* **SOURCE TEXT**:
=-=-=-=-=
It is also noteworthy that privacy restrictions (normally attached to data resources) are typically “sticky” in the sense that they must stay with the data; that is, if a user in one domain requests data services from another domain, whatever privacy restrictions are attached to the resulting data must travel back to the requesting domain and subsequently be applied to any future request for the same data in that domain.
At the minimum, an IDSA must include either a user ID, a group, or an attribute describing the “permission level” claimed by a requestor, and it must specify a resource or entitlement describing what the requestor is trying to access. There can be a default to some implicit value for all other parameters.
IDSA fields related to users. The following fields define users and groups.
User ID—This is initially defined in the user's home domain (but is likely to be mapped, as we describe subsequently). In an IDSA, it would also need to include a user's home domain name or descriptor as well as a format descriptor (as indeed appears in a SAML assertion). All concrete SA syntaxes use some form of user ID.
Authentication method and strength and context—These include biometric, smart card, secure token, or password for method and strength, and date/time, location, authenticating entity, and incoming user access channel for context. These are set in the user's home domain at the time of authentication. They qualify the user ID, and may be used by the authorization process to decide whether the ID authentication is sufficiently trustworthy. Few concrete SA syntaxes actually provide any such support today, but recent developments such as SAML suggest that such features may become increasingly common in the future.
Group/attributes—These are also defined in the user's home domain to qualify the user ID and may be referenced in a remote domain by the authorization process. Groups are analogous to UNIX** groups, but may be defined recursively. (The top-level group in a VO is likely to be the set of all users within that VO.) Roles, like those found in role-based access control systems, are also typical examples of user attributes, akin to (and often implemented as) groups. Other examples of attributes include citizenship, top secret clearance, clearance for bank transfers above $1 million, or clearance to spend $1 thousand worth of processing and storage resources per day; that is, characteristics of users that classify them into various categories and may entitle them to some privileges. While most concrete SA syntaxes today support some form of group or role mechanism, support for other attributes is rare.
=-=-=-=-=
* **DATA ROWS**:
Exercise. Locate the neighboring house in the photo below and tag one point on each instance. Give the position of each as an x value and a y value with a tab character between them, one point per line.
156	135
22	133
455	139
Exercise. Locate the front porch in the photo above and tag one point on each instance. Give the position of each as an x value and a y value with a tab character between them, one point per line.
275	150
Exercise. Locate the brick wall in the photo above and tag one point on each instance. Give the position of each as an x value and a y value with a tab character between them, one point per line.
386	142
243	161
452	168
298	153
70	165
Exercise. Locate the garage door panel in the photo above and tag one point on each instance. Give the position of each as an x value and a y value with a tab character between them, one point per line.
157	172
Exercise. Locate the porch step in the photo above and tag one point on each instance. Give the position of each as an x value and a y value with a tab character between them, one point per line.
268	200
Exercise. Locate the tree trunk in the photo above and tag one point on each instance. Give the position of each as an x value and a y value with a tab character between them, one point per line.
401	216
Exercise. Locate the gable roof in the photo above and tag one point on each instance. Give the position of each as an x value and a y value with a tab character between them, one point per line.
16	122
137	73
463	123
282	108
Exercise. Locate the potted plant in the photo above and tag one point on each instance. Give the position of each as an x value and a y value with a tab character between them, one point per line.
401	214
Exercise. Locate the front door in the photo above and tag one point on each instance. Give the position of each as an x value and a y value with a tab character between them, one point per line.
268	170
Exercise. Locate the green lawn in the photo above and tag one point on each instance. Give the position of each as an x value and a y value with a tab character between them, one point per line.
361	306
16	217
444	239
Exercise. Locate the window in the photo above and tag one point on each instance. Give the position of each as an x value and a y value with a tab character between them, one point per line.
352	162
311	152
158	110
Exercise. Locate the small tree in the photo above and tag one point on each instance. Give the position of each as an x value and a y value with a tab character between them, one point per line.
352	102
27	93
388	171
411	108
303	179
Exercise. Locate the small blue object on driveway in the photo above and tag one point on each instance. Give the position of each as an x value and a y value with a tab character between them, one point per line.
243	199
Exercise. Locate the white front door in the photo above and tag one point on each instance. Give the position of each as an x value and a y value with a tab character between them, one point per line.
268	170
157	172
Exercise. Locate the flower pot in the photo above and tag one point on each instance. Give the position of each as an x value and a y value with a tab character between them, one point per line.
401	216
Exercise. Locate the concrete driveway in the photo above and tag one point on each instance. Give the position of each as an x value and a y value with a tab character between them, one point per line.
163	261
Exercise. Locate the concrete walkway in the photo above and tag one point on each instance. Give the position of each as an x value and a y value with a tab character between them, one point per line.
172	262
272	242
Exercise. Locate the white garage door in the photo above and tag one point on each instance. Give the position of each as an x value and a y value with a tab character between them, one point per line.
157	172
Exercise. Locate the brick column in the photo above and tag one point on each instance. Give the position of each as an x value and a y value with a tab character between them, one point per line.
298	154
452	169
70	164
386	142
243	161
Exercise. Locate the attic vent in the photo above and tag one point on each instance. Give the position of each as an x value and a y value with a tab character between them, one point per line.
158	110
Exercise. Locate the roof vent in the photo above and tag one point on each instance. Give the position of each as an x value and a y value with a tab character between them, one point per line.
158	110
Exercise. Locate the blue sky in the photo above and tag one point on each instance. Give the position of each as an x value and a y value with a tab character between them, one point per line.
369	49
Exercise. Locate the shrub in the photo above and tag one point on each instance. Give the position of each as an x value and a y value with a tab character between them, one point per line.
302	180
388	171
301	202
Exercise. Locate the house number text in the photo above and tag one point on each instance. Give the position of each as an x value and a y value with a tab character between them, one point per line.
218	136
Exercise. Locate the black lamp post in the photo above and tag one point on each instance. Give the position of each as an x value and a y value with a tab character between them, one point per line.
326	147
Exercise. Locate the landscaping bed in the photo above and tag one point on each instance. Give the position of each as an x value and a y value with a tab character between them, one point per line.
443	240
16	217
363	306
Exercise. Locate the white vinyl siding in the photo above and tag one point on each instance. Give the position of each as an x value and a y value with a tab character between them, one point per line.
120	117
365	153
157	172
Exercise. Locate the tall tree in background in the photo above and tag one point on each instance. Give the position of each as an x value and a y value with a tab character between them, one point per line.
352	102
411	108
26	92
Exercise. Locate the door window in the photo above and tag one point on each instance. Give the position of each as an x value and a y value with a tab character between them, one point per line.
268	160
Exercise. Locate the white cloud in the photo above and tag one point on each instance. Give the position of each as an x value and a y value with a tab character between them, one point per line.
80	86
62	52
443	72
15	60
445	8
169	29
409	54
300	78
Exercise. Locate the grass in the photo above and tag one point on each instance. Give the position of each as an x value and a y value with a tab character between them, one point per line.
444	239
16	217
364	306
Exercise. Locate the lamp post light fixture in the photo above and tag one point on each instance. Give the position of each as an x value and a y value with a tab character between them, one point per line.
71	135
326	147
=-=-=-=-=
* **TASKS AND EXERCISES**:
(a) Using the IDSA text, answer these questions:
(i) Besides a user ID, group, or attribute, what must an IDSA specify at the minimum?
(ii) Where and when are the authentication method, strength, and context set?
(iii) To what are groups said to be analogous?
(b) Write the next part of the IDSA text, picking up after its final sentence.

* **PER-TASK OUTPUTS**:
(a)
(i) A resource or entitlement describing what the requestor is trying to access.
(ii) In the user's home domain, at the time of authentication.
(iii) UNIX groups.

(b)
IDSA fields related to resources. The following fields are defined by the authorization policy management process of the resource domain.
Resources granted—Identifies the resources to which this IDSA gives access.
Entitlements granted—It is often impractical to formulate SAs for each individual resource. Modern authorization management systems formulate SAs on the basis of collections of like resources. Entitlements are a vehicle to this end. An entitlement is some regular expression defining a collection of resources, which qualifies the resources by classifying them into categories, just as user attributes qualify users. Examples of entitlements would be all cars with New York license plates, all bank accounts with balances under $1 million, all Web pages below this home page, or all processors or disks in a “farm.” Support for entitlements in concrete SA syntaxes is rare today.
Operations granted—What the user/group is or is not (in the case of negative rights) allowed to do to the resources (e.g., read/write/execute, consume 200 CPU hours worth of processing power, transfer amounts under $10 thousand).
Privacy restrictions—Sticky privacy constraints attached to target resources (e.g., “do not copy,” or “DB can be read for statistical collection purposes but not for printing of individual records”). Support for expressing and carrying privacy restrictions in concrete SA syntaxes is rare today but might develop as privacy issues become increasingly sensitive in many modern application settings.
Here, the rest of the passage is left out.